>>>

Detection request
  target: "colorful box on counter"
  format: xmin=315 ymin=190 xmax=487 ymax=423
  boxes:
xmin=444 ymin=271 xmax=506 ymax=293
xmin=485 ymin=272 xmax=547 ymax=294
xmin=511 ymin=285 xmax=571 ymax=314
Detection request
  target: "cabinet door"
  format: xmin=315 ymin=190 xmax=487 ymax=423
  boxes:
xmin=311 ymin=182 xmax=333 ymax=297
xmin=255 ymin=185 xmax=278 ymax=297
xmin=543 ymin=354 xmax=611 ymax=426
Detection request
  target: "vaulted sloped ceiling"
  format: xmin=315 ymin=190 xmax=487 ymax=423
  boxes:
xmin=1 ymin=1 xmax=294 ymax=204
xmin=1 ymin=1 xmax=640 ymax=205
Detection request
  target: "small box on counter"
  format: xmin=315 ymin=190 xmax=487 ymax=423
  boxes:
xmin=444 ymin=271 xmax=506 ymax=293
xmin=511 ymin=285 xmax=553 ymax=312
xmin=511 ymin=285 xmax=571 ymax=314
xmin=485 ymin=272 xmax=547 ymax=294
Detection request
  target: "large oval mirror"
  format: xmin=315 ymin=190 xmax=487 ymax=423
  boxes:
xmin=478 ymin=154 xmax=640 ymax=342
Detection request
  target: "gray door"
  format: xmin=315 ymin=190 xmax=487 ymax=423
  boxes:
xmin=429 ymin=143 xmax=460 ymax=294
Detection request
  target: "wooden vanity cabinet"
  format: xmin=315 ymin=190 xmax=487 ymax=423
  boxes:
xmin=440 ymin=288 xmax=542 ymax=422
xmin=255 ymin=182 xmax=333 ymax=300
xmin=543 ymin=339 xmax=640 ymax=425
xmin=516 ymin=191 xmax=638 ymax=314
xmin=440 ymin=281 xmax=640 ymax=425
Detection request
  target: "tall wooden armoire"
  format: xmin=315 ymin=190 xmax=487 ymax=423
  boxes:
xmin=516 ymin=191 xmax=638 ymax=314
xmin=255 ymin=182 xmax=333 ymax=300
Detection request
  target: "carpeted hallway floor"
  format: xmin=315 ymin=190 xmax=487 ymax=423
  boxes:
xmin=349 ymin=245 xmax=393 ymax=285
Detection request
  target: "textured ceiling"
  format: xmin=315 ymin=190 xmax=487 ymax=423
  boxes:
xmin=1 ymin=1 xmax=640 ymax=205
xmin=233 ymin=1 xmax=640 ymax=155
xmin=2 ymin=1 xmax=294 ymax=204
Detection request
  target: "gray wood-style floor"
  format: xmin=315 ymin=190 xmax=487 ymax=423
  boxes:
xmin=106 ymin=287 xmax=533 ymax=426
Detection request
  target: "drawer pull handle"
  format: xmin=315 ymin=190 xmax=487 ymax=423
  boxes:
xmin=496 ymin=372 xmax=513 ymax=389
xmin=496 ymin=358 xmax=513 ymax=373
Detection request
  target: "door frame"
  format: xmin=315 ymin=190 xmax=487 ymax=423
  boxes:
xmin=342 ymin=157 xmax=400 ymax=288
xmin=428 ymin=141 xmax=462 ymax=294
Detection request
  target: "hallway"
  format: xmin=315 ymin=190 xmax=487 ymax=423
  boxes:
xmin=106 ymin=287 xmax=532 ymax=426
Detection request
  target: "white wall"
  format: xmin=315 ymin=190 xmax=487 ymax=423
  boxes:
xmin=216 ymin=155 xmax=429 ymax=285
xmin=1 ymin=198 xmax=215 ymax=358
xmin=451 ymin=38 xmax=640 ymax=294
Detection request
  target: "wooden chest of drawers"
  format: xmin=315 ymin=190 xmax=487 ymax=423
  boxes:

<<<

■ **Written task**
Convert all of the material above into a JSON array of strings, one string per line, with blank lines left out.

■ **Answer in full**
[
  "Detection request",
  "  target: \"colorful box on counter\"",
  "  format: xmin=315 ymin=190 xmax=487 ymax=423",
  "  boxes:",
  "xmin=444 ymin=271 xmax=506 ymax=293",
  "xmin=485 ymin=272 xmax=547 ymax=294",
  "xmin=511 ymin=285 xmax=571 ymax=314",
  "Detection request",
  "  target: \"cabinet door\"",
  "  format: xmin=315 ymin=190 xmax=487 ymax=423",
  "  boxes:",
  "xmin=311 ymin=182 xmax=333 ymax=297",
  "xmin=255 ymin=185 xmax=278 ymax=297",
  "xmin=543 ymin=354 xmax=611 ymax=426",
  "Detection request",
  "  target: \"vaulted sloped ceiling\"",
  "  format: xmin=315 ymin=190 xmax=487 ymax=423",
  "  boxes:",
  "xmin=1 ymin=1 xmax=294 ymax=204",
  "xmin=1 ymin=1 xmax=640 ymax=205",
  "Detection request",
  "  target: \"small box on counter\"",
  "  format: xmin=315 ymin=190 xmax=487 ymax=423",
  "  boxes:",
  "xmin=444 ymin=271 xmax=506 ymax=293",
  "xmin=511 ymin=285 xmax=553 ymax=312",
  "xmin=511 ymin=285 xmax=571 ymax=314",
  "xmin=485 ymin=272 xmax=547 ymax=294",
  "Detection request",
  "  target: \"large oval mirror\"",
  "  format: xmin=315 ymin=190 xmax=487 ymax=423",
  "  boxes:",
  "xmin=478 ymin=154 xmax=640 ymax=342",
  "Detection request",
  "  target: \"gray door\"",
  "  format: xmin=315 ymin=190 xmax=487 ymax=423",
  "  boxes:",
  "xmin=429 ymin=143 xmax=460 ymax=294",
  "Detection request",
  "  target: \"wooden vanity cabinet\"",
  "  format: xmin=315 ymin=190 xmax=487 ymax=423",
  "  boxes:",
  "xmin=440 ymin=288 xmax=542 ymax=422",
  "xmin=255 ymin=182 xmax=333 ymax=300",
  "xmin=543 ymin=339 xmax=640 ymax=425",
  "xmin=516 ymin=191 xmax=638 ymax=314",
  "xmin=440 ymin=281 xmax=640 ymax=425",
  "Detection request",
  "  target: \"tall wooden armoire\"",
  "  format: xmin=315 ymin=190 xmax=487 ymax=423",
  "  boxes:",
  "xmin=516 ymin=191 xmax=638 ymax=314",
  "xmin=255 ymin=182 xmax=333 ymax=300",
  "Detection request",
  "  target: \"carpeted hallway floor\"",
  "  format: xmin=315 ymin=190 xmax=487 ymax=423",
  "  boxes:",
  "xmin=349 ymin=245 xmax=393 ymax=285",
  "Detection request",
  "  target: \"textured ceiling\"",
  "  format: xmin=315 ymin=190 xmax=487 ymax=423",
  "  boxes:",
  "xmin=1 ymin=1 xmax=640 ymax=205",
  "xmin=233 ymin=1 xmax=640 ymax=155",
  "xmin=2 ymin=1 xmax=294 ymax=204",
  "Detection request",
  "  target: \"gray wood-style floor\"",
  "  format: xmin=315 ymin=190 xmax=487 ymax=423",
  "  boxes:",
  "xmin=106 ymin=287 xmax=533 ymax=426",
  "Detection request",
  "  target: \"drawer pull handle\"",
  "  format: xmin=315 ymin=190 xmax=487 ymax=423",
  "  boxes:",
  "xmin=496 ymin=372 xmax=513 ymax=389",
  "xmin=496 ymin=358 xmax=513 ymax=373",
  "Detection request",
  "  target: \"door frame\"",
  "  format: xmin=315 ymin=190 xmax=487 ymax=423",
  "  boxes:",
  "xmin=342 ymin=157 xmax=400 ymax=288",
  "xmin=428 ymin=141 xmax=462 ymax=294",
  "Detection request",
  "  target: \"hallway\"",
  "  format: xmin=315 ymin=190 xmax=487 ymax=423",
  "  boxes:",
  "xmin=106 ymin=287 xmax=532 ymax=426",
  "Detection request",
  "  target: \"white wall\"",
  "  format: xmin=315 ymin=190 xmax=487 ymax=423",
  "  boxes:",
  "xmin=216 ymin=155 xmax=429 ymax=285",
  "xmin=1 ymin=198 xmax=215 ymax=358",
  "xmin=451 ymin=38 xmax=640 ymax=294",
  "Detection request",
  "  target: \"wooden chest of drawers\"",
  "  format: xmin=315 ymin=190 xmax=487 ymax=423",
  "  boxes:"
]